The input START

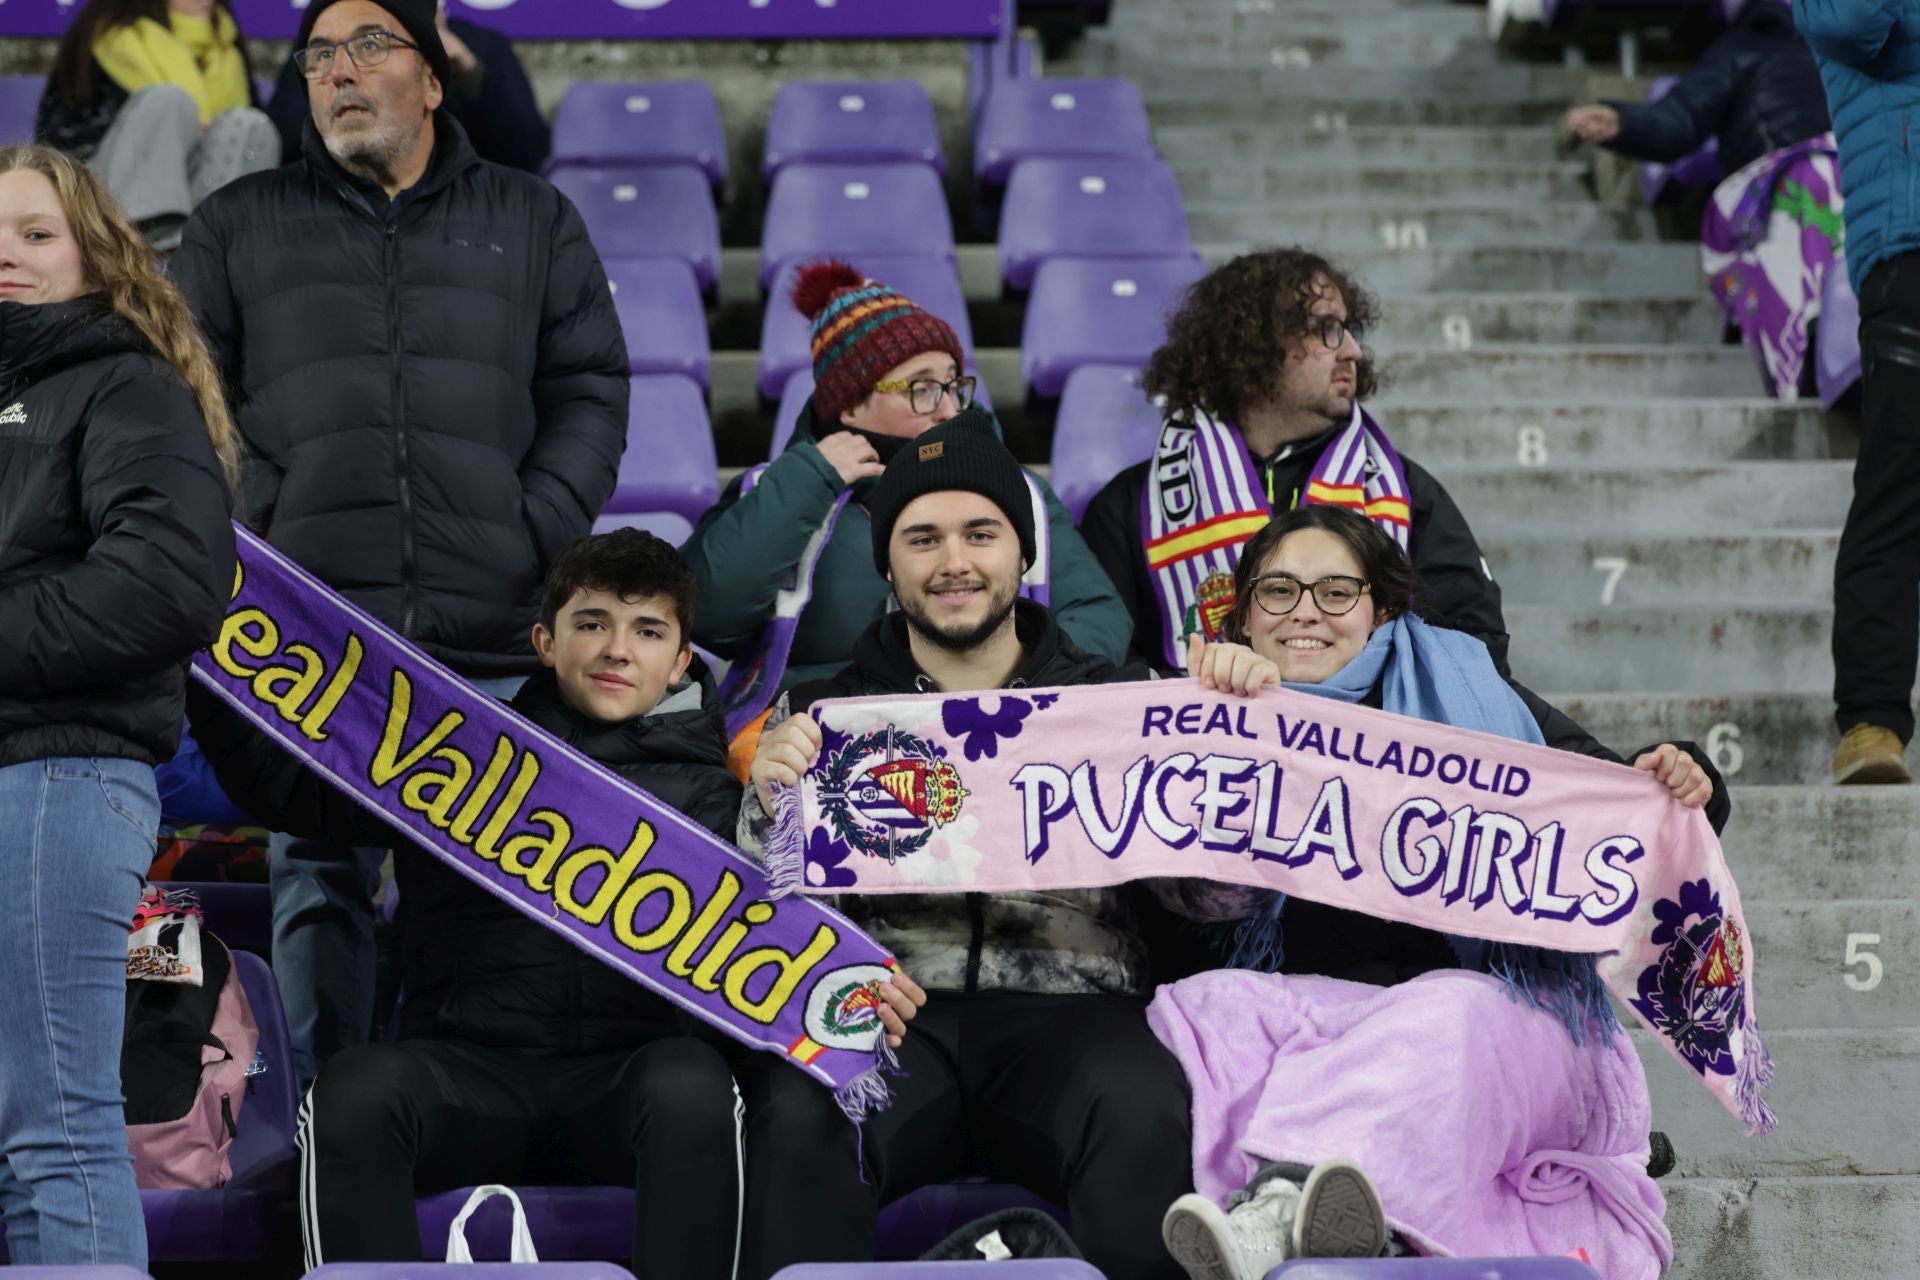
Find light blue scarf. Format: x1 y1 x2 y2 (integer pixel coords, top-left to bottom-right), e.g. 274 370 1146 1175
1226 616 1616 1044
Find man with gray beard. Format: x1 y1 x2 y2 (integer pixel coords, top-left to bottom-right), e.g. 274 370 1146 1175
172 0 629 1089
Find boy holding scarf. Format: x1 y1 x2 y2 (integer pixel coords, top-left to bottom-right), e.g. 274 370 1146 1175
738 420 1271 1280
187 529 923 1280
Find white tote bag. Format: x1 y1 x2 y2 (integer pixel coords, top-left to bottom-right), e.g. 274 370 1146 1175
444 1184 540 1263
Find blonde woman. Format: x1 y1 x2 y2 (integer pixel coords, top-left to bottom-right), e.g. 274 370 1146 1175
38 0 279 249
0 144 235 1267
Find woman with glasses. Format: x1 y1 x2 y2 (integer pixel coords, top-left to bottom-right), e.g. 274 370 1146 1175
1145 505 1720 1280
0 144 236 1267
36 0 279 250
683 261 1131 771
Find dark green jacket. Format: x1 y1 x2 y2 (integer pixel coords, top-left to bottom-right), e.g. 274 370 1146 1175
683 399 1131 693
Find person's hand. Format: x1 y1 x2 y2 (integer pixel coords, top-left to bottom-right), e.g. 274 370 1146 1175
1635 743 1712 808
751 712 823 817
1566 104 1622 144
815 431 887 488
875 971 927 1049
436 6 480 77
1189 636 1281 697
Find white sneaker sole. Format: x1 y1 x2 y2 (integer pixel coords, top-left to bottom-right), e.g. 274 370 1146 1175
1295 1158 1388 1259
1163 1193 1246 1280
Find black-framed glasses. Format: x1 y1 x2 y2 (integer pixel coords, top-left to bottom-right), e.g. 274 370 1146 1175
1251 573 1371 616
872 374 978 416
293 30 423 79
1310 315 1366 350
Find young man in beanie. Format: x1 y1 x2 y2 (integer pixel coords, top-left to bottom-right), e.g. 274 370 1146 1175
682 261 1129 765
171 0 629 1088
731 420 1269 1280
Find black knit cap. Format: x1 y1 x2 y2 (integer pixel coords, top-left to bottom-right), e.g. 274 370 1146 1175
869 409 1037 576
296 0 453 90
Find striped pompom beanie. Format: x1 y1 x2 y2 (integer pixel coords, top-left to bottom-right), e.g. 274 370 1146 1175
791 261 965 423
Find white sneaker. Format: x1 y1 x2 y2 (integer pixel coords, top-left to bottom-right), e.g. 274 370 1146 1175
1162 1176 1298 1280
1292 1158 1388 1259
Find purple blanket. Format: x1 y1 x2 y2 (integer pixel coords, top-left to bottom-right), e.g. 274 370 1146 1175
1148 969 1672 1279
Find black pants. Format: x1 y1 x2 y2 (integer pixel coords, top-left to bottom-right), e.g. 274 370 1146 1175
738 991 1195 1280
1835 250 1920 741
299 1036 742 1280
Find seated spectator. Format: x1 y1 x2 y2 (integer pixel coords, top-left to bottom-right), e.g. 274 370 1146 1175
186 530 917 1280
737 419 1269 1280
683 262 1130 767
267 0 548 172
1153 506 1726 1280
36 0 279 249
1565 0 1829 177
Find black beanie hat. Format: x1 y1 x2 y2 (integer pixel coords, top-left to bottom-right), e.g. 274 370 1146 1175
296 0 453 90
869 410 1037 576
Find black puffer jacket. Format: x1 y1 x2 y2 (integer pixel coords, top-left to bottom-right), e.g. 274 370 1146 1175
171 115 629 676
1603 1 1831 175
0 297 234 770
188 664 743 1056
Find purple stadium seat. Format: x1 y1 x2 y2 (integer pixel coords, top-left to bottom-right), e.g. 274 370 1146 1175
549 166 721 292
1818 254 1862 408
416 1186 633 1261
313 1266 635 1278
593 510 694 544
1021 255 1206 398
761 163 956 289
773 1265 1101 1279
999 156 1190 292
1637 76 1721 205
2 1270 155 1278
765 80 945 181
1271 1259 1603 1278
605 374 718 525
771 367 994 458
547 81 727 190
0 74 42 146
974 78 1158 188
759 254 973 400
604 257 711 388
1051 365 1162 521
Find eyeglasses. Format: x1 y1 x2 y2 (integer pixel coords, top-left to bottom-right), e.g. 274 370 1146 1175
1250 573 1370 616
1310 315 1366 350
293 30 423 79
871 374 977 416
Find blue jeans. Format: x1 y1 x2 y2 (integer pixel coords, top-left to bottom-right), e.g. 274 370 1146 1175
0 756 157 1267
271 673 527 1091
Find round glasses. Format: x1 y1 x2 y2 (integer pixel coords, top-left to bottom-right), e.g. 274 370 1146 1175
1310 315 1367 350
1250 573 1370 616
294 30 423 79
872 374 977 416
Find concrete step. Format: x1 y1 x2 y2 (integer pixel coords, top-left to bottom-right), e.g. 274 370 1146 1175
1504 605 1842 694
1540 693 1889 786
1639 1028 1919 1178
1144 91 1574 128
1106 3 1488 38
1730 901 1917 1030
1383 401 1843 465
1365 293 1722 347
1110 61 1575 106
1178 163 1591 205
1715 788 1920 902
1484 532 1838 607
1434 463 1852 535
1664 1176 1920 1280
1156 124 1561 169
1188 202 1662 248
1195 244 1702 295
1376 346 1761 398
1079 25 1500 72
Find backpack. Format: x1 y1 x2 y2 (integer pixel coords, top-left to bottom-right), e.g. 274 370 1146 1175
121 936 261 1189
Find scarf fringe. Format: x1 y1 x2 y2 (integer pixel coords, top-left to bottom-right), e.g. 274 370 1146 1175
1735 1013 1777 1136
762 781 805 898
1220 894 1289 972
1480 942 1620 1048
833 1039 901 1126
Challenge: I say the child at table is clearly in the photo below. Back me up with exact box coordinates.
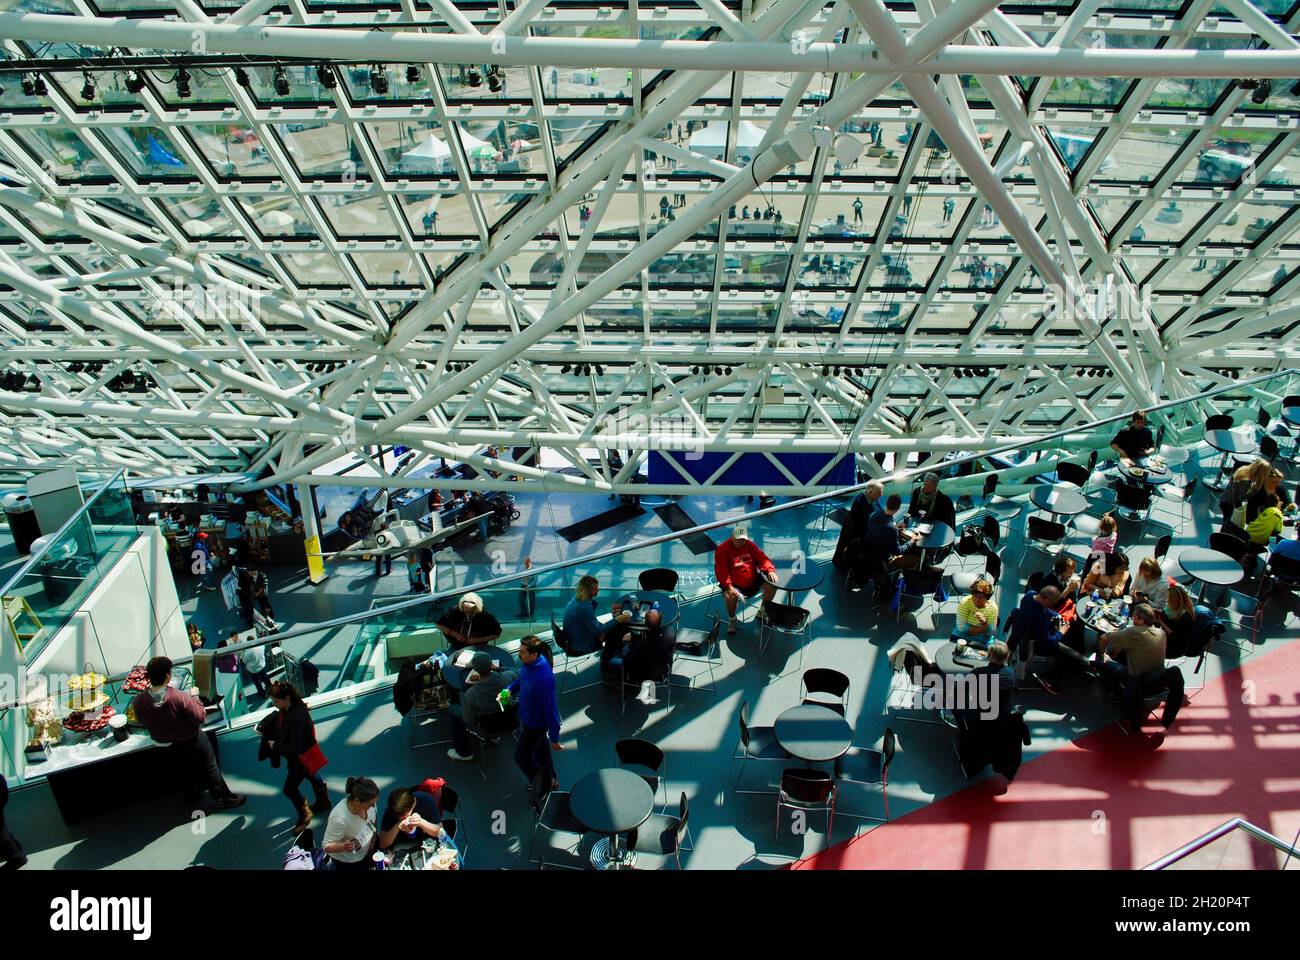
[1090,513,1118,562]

The input END

-- Task item --
If the material above contains pictures, exclude them from an otherwise exact transcription.

-- Response --
Find light blue scarf. Format: x1 y1 x2 y2 (integer pixel coords, top-left to bottom-right), e.g. 274 370 1146 1175
1226 616 1616 1044
Find man with gray beard. Format: x1 y1 x2 y2 (integer pixel coords, top-left to bottom-right), e.g. 274 370 1146 1175
172 0 629 1089
Find boy holding scarf. Format: x1 y1 x2 y2 (integer pixel coords, top-left to bottom-right), e.g. 274 370 1146 1175
738 420 1271 1280
187 529 923 1280
Find white tote bag. Format: x1 y1 x2 y2 (integer pixel coords, top-left to bottom-right), e.g. 274 370 1146 1175
444 1184 540 1263
Find blonde woman. Format: x1 y1 x2 y2 (integer pixel coords, top-left to bottom-right), e.g. 274 370 1146 1175
38 0 279 249
0 144 235 1267
Find woman with glasses. Format: x1 y1 x2 y2 (integer pixel coords, top-left to bottom-right), e.g. 274 370 1146 1175
1145 505 1720 1280
0 144 236 1267
36 0 279 250
683 261 1131 771
Find dark green jacket. Format: x1 y1 x2 y2 (integer pixel coords, top-left to bottom-right), e.g. 274 370 1146 1175
683 399 1131 693
Find person's hand. Format: x1 y1 x2 y2 (integer pixel coords, top-left to bottom-right), e.g. 274 370 1146 1175
1635 743 1712 808
751 712 823 817
1566 104 1622 144
815 431 887 488
875 971 927 1049
436 6 480 77
1189 636 1281 697
Find white sneaker sole. Format: x1 y1 x2 y2 (integer pixel coords, top-left to bottom-right), e.g. 274 370 1146 1175
1295 1158 1388 1259
1163 1193 1246 1280
Find black-framed glasses. Format: x1 y1 x2 y2 (integer pixel coords, top-left to bottom-right), e.g. 274 370 1146 1175
1251 573 1371 616
872 374 978 416
293 30 423 79
1310 315 1366 350
Find young man in beanie. Format: x1 y1 x2 y2 (integer pixel coords, top-left to bottom-right), e.g. 274 370 1146 1175
682 261 1129 765
171 0 629 1088
731 420 1269 1280
Find black knit cap. Format: x1 y1 x2 y2 (integer pixel coords, top-left to bottom-right), e.g. 274 370 1146 1175
869 409 1037 576
296 0 453 90
Find striped pompom beanie. Format: x1 y1 x2 y2 (integer pixel coords, top-left to bottom-right), e.g. 274 370 1146 1175
791 261 965 423
Find white sneaker. Format: x1 y1 x2 y2 (integer pixel coords, top-left to bottom-right), e.g. 274 370 1146 1175
1162 1176 1298 1280
1292 1158 1388 1259
Find purple blanket. Format: x1 y1 x2 y2 (integer pixel coords, top-left to bottom-right), e.g. 274 370 1146 1175
1148 969 1672 1279
Find black pants. Format: x1 y1 x2 y2 (integer pixel coords, top-left to bottom-right), e.g. 274 370 1146 1175
738 991 1195 1280
1835 250 1920 741
299 1036 742 1280
Find seated spectator. Format: x1 y1 x2 y2 (integer pixel coords, top-left to bottom-right), e.g. 274 370 1146 1175
186 530 917 1280
737 419 1269 1280
683 262 1130 767
267 0 548 172
1153 506 1726 1280
36 0 279 249
1565 0 1829 177
Find black beanie hat. Format: x1 y1 x2 y2 (integer pixel coords, top-left to bottom-right), e.g. 274 370 1146 1175
296 0 453 90
869 410 1037 576
Find black puffer jacket. Format: x1 y1 x2 y2 (integer pixel coords, top-left to bottom-right), e.g. 274 370 1146 1175
171 115 629 676
1603 1 1831 175
0 297 234 770
188 664 743 1056
Find purple stadium seat. Format: x1 y1 x2 y2 (integer pixel coords, top-left to bottom-right), e.g. 274 370 1146 1175
549 166 721 292
1818 254 1862 408
416 1186 633 1261
313 1266 635 1278
593 510 694 544
1021 255 1206 398
761 163 956 289
773 1265 1101 1279
999 156 1190 292
1637 76 1721 205
2 1270 155 1278
765 80 945 181
1271 1259 1603 1278
605 374 718 525
771 367 994 458
547 81 727 190
0 74 42 146
974 78 1158 188
759 254 973 400
604 257 711 388
1051 365 1162 521
Find eyeglasses. Format: x1 y1 x2 y2 (integer pixel coords, top-left to bottom-right), e.g. 274 370 1146 1175
1250 573 1370 616
1310 315 1366 350
293 30 423 79
871 374 977 416
Find blue jeans. Format: x1 y1 x2 y2 (integer pixel coords, top-left to bottom-right), e.g. 274 370 1146 1175
0 756 157 1267
271 673 527 1091
Find round glasses. Format: x1 y1 x2 y2 (integer pixel coords, top-left to bottom-right), e.g. 274 370 1146 1175
1310 315 1367 350
1250 573 1370 616
294 30 423 79
872 374 977 416
Find concrete step. Format: x1 y1 x2 y2 (integer pixel coords, top-left to bottom-right), e.g. 274 370 1146 1175
1504 605 1842 694
1540 693 1889 786
1639 1028 1919 1178
1144 91 1574 128
1106 3 1488 38
1730 901 1917 1030
1383 401 1843 465
1365 293 1722 347
1110 61 1575 106
1178 163 1591 205
1715 788 1920 902
1484 532 1838 607
1434 463 1852 535
1664 1176 1920 1280
1156 124 1561 169
1188 202 1662 248
1195 244 1702 295
1376 346 1761 398
1079 25 1500 72
Find backpack. Format: x1 y1 x2 y2 (integer pixel coords, top-left to bottom-right), e.g. 274 370 1146 1175
121 936 261 1189
Find scarf fringe. Format: x1 y1 x2 y2 (integer pixel coords, top-left to bottom-right), e.g. 274 370 1146 1175
1735 1013 1777 1136
762 781 805 898
1220 894 1289 972
1480 942 1620 1048
833 1039 901 1126
Challenge: I say the child at table is clearly in the photo below. Back me up with exact box coordinates.
[1090,513,1118,562]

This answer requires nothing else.